-- BEGIN Data shown --

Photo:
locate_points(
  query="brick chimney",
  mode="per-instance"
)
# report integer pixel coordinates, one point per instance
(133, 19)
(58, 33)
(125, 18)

-- END Data shown --

* _Prompt_
Copy the listing above line for line, keeping every character the same.

* _Worked solution_
Photo:
locate_points(
  query="brick chimney",
  mode="per-instance"
)
# report integer pixel coordinates, one point per instance
(133, 19)
(58, 33)
(125, 18)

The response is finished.